**Task item:** What follows is a block of records; restate each one word for word.

........

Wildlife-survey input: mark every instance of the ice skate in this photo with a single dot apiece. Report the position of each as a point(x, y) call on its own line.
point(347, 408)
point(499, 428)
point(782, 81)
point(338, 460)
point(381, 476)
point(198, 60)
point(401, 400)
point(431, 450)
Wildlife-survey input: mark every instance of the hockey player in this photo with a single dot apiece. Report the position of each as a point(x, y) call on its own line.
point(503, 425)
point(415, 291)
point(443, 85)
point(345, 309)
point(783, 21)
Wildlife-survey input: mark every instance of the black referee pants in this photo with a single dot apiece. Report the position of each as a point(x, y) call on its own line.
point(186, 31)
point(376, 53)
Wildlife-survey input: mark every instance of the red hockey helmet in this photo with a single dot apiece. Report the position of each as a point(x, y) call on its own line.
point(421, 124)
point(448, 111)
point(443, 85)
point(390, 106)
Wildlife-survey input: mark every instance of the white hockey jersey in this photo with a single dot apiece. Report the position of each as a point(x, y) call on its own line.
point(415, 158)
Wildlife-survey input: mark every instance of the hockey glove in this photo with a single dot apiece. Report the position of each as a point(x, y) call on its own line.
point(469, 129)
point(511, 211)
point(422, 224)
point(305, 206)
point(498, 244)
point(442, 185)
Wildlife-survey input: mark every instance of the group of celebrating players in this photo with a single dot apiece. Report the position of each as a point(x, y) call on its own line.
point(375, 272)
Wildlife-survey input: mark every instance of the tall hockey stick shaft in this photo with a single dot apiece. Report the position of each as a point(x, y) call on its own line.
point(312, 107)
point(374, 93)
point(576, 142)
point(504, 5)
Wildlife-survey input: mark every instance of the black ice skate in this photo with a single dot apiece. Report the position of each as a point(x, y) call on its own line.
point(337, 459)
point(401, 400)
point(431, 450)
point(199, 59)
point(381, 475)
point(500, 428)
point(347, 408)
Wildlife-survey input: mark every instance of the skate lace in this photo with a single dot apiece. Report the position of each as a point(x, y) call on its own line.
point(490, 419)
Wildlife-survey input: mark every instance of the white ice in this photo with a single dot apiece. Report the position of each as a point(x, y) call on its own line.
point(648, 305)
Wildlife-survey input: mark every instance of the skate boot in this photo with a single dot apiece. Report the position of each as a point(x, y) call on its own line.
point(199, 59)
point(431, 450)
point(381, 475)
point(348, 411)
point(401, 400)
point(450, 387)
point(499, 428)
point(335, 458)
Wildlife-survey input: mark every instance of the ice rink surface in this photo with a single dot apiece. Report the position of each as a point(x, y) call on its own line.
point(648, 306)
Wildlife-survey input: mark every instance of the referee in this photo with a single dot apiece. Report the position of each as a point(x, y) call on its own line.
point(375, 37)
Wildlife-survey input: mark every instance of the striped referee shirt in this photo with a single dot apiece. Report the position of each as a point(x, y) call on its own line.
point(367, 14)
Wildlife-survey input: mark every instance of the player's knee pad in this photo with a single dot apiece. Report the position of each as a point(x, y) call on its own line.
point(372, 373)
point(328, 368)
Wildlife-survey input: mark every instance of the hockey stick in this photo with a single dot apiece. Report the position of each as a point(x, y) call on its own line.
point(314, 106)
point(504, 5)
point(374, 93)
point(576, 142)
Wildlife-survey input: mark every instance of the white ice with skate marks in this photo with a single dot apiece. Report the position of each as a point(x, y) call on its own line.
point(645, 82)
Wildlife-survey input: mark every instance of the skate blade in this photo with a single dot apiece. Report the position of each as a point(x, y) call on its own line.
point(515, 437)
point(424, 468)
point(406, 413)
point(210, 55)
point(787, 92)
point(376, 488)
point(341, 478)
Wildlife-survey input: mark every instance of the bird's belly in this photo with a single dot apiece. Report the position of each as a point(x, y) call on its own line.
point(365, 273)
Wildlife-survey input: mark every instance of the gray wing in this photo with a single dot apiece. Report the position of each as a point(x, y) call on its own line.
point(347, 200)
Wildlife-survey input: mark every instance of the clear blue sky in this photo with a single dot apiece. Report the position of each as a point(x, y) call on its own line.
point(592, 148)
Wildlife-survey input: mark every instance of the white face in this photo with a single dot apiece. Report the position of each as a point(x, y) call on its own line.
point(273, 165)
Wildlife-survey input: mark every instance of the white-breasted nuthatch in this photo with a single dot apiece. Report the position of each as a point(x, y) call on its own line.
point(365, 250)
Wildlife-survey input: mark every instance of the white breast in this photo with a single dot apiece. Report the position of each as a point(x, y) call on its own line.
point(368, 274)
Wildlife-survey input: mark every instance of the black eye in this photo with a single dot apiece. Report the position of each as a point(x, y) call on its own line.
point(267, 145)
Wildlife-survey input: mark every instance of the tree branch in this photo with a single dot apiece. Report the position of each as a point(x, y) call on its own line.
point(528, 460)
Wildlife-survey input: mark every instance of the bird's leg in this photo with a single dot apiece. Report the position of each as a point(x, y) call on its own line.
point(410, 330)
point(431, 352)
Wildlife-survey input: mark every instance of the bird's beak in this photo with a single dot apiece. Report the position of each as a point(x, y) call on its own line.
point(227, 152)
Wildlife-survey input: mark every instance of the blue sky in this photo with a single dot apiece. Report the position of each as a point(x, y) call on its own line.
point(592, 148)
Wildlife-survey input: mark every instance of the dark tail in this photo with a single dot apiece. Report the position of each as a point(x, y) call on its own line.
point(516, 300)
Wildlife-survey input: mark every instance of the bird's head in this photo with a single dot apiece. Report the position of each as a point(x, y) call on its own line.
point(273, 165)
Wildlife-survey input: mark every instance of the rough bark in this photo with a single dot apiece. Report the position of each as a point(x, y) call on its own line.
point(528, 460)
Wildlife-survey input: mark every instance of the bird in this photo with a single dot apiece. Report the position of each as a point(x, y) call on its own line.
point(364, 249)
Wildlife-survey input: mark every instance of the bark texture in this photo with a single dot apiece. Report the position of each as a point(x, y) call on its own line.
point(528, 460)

........

**Exercise answer:**
Wildlife-survey input: mark every instance of the ice skate in this photo with a single dot apiece. Report the position of each as a point(x, y) call on its own line.
point(347, 408)
point(499, 428)
point(782, 81)
point(338, 460)
point(381, 476)
point(198, 60)
point(401, 400)
point(431, 450)
Wildlife-survey input: mark every instance of the hockey player in this photo with a single dot apiece. Report the position of each as a point(x, y) call on its own line.
point(503, 425)
point(415, 291)
point(443, 85)
point(345, 309)
point(783, 21)
Wildlife-survey input: mark every instance of the black referee pants in this photo with a single dot apiece. Report the position of each as a point(x, y) call on its own line.
point(186, 31)
point(376, 53)
Wildlife-survey input: mark every instance of the red hockey helmet in this photo with a single dot apiece. Report the position of each as a point(x, y) call on its own line.
point(421, 124)
point(448, 111)
point(443, 85)
point(390, 106)
Wildlife-survey input: mark every instance of the white hockey jersey in this photo with a single dot apiece. Report the position of each as a point(x, y) call on its own line.
point(415, 158)
Wildlife-survey input: mark every instance of the hockey glove in this photo with a single dot apiece. Report the position of each as a point(x, y) call on its own line.
point(469, 129)
point(511, 211)
point(422, 224)
point(305, 206)
point(498, 244)
point(442, 185)
Wildlife-survey input: mark every instance of the group of celebrating players in this photo with a single dot apiece. Report the position of each as a point(x, y) call on its own line.
point(375, 272)
Wildlife-survey input: mark every instance of the tall hockey stick shaft in this photo with a single dot apiece. Report the position of each as a point(x, y) call on its own line.
point(312, 107)
point(374, 93)
point(576, 142)
point(504, 5)
Wildlife-survey input: mark every instance of the black ice skate in this photo with a single dot apiece. Report the position of each as a point(x, y) call on its own line.
point(337, 459)
point(401, 400)
point(431, 450)
point(199, 59)
point(381, 475)
point(500, 428)
point(347, 408)
Wildlife-survey input: mark every instance of the skate lace in this photo with a single dot apiece. Report the position of each as a point(x, y) call on its own line.
point(490, 419)
Wildlife-survey input: mark every instance of the white ice in this photo with a single dot apiece. Report the position of each as a point(x, y) call on its own line.
point(648, 305)
Wildlife-survey input: mark every instance of the skate boot in this photo with a single dot apiece. Report the position of each as a point(x, y) call on its own line.
point(199, 59)
point(431, 450)
point(381, 475)
point(348, 411)
point(401, 400)
point(450, 387)
point(499, 428)
point(335, 458)
Wildlife-survey input: mark every instance of the ice rink surface in this photo with a single dot apiece. Report the position of each as a point(x, y) call on its own line.
point(648, 306)
Wildlife-survey input: mark every instance of the referee in this photo with a single dot apiece. Report the position of each as a point(x, y) call on its own line.
point(375, 37)
Wildlife-survey input: mark every instance of the striped referee shirt in this photo with a single dot apiece. Report the position of each as a point(x, y) call on its own line.
point(367, 14)
Wildlife-survey input: mark every instance of the player's knee pad in this photo with a single dot apiece. Report the position of each as a point(x, y) call on its own line.
point(372, 373)
point(328, 368)
Wildlife-survey input: mark every instance of the hockey stick in this photo with a single dot apiece. Report the position of each as a point(x, y) call on its own line.
point(314, 106)
point(504, 5)
point(374, 93)
point(576, 142)
Wildlife-survey input: mark every instance of the white ice with skate marks in this photo with a single dot apiece. Report the position of each as a point(x, y) call on its own line.
point(645, 82)
Wildlife-survey input: mark every instance of the skate blade in this photo with a single dot apiece. Report the position of each as a point(x, y) call on its own line.
point(515, 437)
point(424, 468)
point(406, 413)
point(210, 55)
point(787, 92)
point(376, 488)
point(341, 478)
Wildlife-survey input: mark every instance of the bird's belly in this photo with a single dot apiece. Report the position of each as a point(x, y) call on its own line.
point(365, 273)
Wildlife-survey input: mark every instance of the gray wing in this photo with a single dot apiece. Report the position of each as a point(x, y) call on its own line.
point(347, 200)
Wildlife-survey input: mark every instance of the clear blue sky in this photo with a single dot apiece. Report the position of each as a point(x, y) call on its own line.
point(592, 148)
Wildlife-survey input: mark every instance of the white face in this photo with a single dot apiece. Report the position of each as a point(x, y) call on its own line.
point(273, 165)
Wildlife-survey input: mark every instance of the white-breasted nuthatch in this photo with a single dot apiece. Report the position of each as a point(x, y) call on its own line.
point(365, 250)
Wildlife-survey input: mark every instance of the white breast in this photo with a single dot apiece. Report the position of each as a point(x, y) call on its own line.
point(368, 274)
Wildlife-survey input: mark every instance of the black eye in this photo with a single dot apiece. Report the position of each as a point(x, y) call on its own line.
point(267, 145)
Wildlife-survey input: mark every instance of the tree branch in this photo with a single dot apiece. Report the position of each as a point(x, y) call on its own line.
point(528, 460)
Wildlife-survey input: mark every instance of the bird's leg in this photo with a single dot apiece. Report the position of each as a point(x, y) call on its own line.
point(410, 330)
point(431, 352)
Wildlife-survey input: mark every instance of the bird's beak in this photo with a single dot apiece. Report the position of each as a point(x, y) call on its own line.
point(227, 152)
Wildlife-survey input: mark every instance of the blue sky in this photo with a single dot apiece. Report the position of each as a point(x, y) call on its own line.
point(592, 148)
Wildlife-survey input: mark every instance of the dark tail in this photo with a single dot apiece. Report the position of each as a point(x, y) call on its own line.
point(516, 300)
Wildlife-survey input: mark every instance of the bird's head in this photo with a single dot apiece. Report the position of each as a point(x, y) call on its own line.
point(273, 165)
Wildlife-survey input: mark every instance of the rough bark in this photo with a single dot apiece. Report the position of each as a point(x, y) call on its own line.
point(528, 460)
Wildlife-survey input: mark every instance of the bird in this photo with a single dot apiece. Report the position of each as a point(x, y) call on its own line.
point(364, 249)
Wildlife-survey input: mark every instance of the bark texture in this photo with a single dot apiece. Report the position of each as a point(x, y) call on its own line.
point(528, 460)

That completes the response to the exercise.